◆ **Description of the task**: Copy each of the lines below word for word, leaving out the pictures.
-- start of Records shown --
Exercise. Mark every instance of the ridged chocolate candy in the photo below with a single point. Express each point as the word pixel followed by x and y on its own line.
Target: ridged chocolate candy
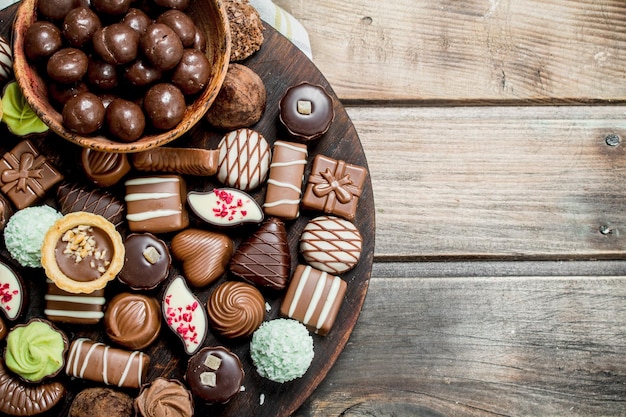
pixel 331 244
pixel 236 309
pixel 264 258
-- end of Records shown --
◆ **Written solution**:
Exercise. Mark every instance of the ridged chocolate candy in the photo below with a single point. Express each point as the word pixel followed by x and y on its own line.
Target: ridged chocolate candy
pixel 331 244
pixel 236 309
pixel 264 258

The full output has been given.